Yang Harus Dikerjakan:
• 1. Jawablah pertanyaan berikut berdasarkan kutipan teks:
(a) Kapan percakapan soal Bumi datar atau bulat sempat ramai?
(b) Apa yang semakin hari semakin banyak dimiliki umat manusia?
(c) Apa judul dokumenter yang memuat salah satu model Bumi datar yang populer?
• 2. Terjemahkan kalimat dari kutipan teks ini ke dalam bahasa Inggris: "Membuktikan Bumi tidak berbentuk datar bukan otomatis menyimpulkan Bumi itu bulat."

Kutipan Teks:
Membuktikan Bumi tidak berbentuk datar bukan otomatis menyimpulkan Bumi itu bulat. Pun membuktikan Bumi tidak berbentuk bulat bukan berarti Bumi itu datar.
“Sangat, Om. Karena sampai sekarang ini gua masih percaya kalau Bumi itu datar,” sahut si pria berambut pirang. Oleh teman bicaranya kemudian dibalas tawa lepas. “Gua belum pernah ngeliat bentuk Bumi as a physically. Gua harus ngeliat bentuk Bumi apa bentuknya kalau gua udah ke Bulan,” lanjut si pria berambut pirang, menjabarkan pernyataannya.
Lucu atau absurd, mau tidak mau, percakapan di atas sudah sering terjadi, bahkan memang sempat ramai pada akhir Maret lalu, setidaknya di Republik Indonesia maya. Saya sendiri, mulanya enggan mengakui eksistensi debat Bumi datar atau bulat. Saya tertawa sendiri menyimak ocehan rapper legendaris Indonesia dan bapak “smart people” itu. Namun, sebagaimana menyaksikan debat-debat kusir di alam internet, buang-buang waktu itu sungguh enak rasanya.
Sementara buang-buang waktu itu enak, dan mengulang lagi diskusi yang sudah disimpulkan sejak ratusan tahun lalu terlihat menarik, tulisan berikut bukan argumen jika Bumi berbentuk bulat. Tetapi perihal krisis di balik “datar versus bulat”—tentang bagaimana kita dapat mengetahui sesuatu.
Kita, umat manusia, semakin hari semakin kaya akan keraguan. Kepercayaan kita kepada pihak-pihak yang seharusnya mengetahui hal-hal tertentu, meski perlahan, senantiasa memudar. Apakah ilmuwan benar-benar tahu tentang risetnya? Apakah NASA benar-benar tahu tentang luar angkasa? Apakah media benar-benar tahu informasi di sekeliling kita? Apakah para pemuka agama benar-benar tahu ajaran agamanya? Apakah setiap pemimpin negara benar-benar tahu kondisi rakyatnya?
Bagaimana kita dapat mengetahui sesuatu? Bagaimana kita bisa yakin kalau kita benar-benar tahu tentang suatu hal?
Paham Bumi Datar
Ide tentang Bumi datar (masih) cukup tercerai-berai di dalam asumsi-asumsinya, apakah Bumi berbentuk dataran tanpa batas, atau daratan di dalam kubah; seberapa jauh jarak matahari dan bulan dengan Bumi; dan bagaimana gerhana dapat terjadi.
Salah satu model yang populer adalah model pada dokumenter berjudul Behind The Curve—berupa bidang datar, dan ditutupi kubah bernama firmament atau lengkung langit. Lalu matahari berputar-putar di atas Bumi dengan jarak hanya ribuan kilometer, bukan jutaan kilometer seperti yang dipahami oleh para astronom. Bersama bulan, matahari bukanlah bintang atau bola gas pijar super panas, namun keduanya dipandang sebagai dua lampu sorot yang menerangi Bumi.

Baris yang Disediakan:
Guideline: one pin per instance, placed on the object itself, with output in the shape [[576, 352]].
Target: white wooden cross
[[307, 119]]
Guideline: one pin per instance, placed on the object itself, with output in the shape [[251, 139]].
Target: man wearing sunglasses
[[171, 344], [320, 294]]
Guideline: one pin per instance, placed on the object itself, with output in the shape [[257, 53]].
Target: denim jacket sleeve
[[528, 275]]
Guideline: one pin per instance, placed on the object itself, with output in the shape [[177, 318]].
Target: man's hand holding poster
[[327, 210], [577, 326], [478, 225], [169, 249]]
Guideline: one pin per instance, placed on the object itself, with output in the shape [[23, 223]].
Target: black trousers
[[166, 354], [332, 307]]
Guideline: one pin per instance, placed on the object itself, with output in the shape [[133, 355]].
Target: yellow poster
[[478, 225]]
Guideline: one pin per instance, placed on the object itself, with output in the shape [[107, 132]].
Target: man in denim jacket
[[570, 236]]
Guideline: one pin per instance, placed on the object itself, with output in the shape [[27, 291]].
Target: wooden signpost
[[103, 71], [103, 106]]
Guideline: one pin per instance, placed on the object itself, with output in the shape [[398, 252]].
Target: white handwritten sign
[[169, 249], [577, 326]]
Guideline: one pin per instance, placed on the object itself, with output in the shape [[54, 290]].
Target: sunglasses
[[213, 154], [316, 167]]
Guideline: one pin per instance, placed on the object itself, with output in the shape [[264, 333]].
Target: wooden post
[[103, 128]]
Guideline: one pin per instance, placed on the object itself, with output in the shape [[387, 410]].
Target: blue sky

Daftar Jawaban:
• 1.
(a) Pada akhir Maret lalu, setidaknya di Republik Indonesia maya.
(b) Keraguan.
(c) Behind The Curve.

• 2. Proving that the Earth is not flat does not automatically mean concluding that the Earth is round.